* _TASK TO COMPLETE_: An exact repetition of the listing is required.

* _EXERCISE INPUTS_:
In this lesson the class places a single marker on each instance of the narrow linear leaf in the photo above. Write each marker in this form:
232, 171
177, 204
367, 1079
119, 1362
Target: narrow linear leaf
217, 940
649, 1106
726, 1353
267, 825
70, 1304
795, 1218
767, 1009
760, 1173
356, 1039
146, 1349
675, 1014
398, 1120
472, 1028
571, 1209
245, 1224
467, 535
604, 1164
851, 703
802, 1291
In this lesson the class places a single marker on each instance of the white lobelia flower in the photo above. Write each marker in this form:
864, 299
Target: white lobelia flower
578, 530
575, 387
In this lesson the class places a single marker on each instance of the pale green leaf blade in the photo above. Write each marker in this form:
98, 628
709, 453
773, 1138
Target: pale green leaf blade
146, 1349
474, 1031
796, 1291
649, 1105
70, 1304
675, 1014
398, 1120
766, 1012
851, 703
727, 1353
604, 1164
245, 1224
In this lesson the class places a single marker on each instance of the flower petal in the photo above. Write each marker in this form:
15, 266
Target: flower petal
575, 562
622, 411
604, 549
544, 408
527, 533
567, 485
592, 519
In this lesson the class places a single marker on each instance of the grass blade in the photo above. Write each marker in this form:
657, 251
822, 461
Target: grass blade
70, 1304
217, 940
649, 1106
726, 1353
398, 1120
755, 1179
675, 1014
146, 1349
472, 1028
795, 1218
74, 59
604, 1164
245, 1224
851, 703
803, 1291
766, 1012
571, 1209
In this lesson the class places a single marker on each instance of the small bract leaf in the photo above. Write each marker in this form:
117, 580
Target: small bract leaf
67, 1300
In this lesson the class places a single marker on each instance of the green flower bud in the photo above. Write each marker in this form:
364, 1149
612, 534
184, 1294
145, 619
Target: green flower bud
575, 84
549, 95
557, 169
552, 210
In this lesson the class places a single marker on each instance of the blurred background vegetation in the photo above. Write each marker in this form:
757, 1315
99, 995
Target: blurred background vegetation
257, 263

* _THE COMPLETED TASK_:
In this lesson the class places a single marker on each instance of the narrow linear leaf in the photo above. Write each marker in this form:
232, 171
177, 204
367, 1079
119, 1362
Target: narrow linear leaf
217, 940
649, 1106
726, 1353
267, 825
70, 1304
795, 1218
767, 1009
760, 1173
356, 1039
146, 1349
675, 1014
398, 1120
472, 1028
571, 1209
245, 1224
467, 535
604, 1164
851, 703
802, 1291
In this lesson the class places a single marker on each instance of the white lobelia flower in the photo above. Write each marker in this form:
864, 299
Target: white lobelia flower
578, 530
575, 387
In this lesson the class places a single marker on each instance of the pale green leaf blade in the photo above. Write each marker in this form:
98, 628
709, 453
773, 1138
Target: pale green leaf blade
146, 1349
474, 1031
796, 1291
649, 1105
70, 1304
675, 1014
398, 1120
766, 1012
851, 703
727, 1353
604, 1164
245, 1224
In this lesson the class places a single marker on each instance of the flower petal in the photo above. Write each marker in this form:
15, 266
Target: flower petal
575, 562
622, 411
604, 549
544, 408
527, 533
567, 485
592, 519
In this lesson the class places a single marker on each instance of the grass blade in the photo above. Write each marker in this form:
657, 251
822, 461
Target: grass blade
70, 1304
217, 940
649, 1106
726, 1353
398, 1120
755, 1179
675, 1014
146, 1349
472, 1028
795, 1218
74, 59
604, 1164
245, 1224
851, 703
803, 1291
766, 1012
571, 1209
In this lesson the class places a single marker on each instance of the small bract leaf in the photo above. Write each marker in this form:
117, 580
Target: small bract leaf
67, 1300
In this lesson the class places a single marker on each instance of the green flower bud in the photo above. Write each marker in this form:
364, 1149
612, 534
184, 1294
145, 619
Target: green flower bud
575, 84
549, 95
557, 169
552, 210
In this lesson the class places a single marker on each instance of the blurred background vegetation in the photo above. Write each marker in this form:
757, 1315
99, 995
Target: blurred background vegetation
257, 263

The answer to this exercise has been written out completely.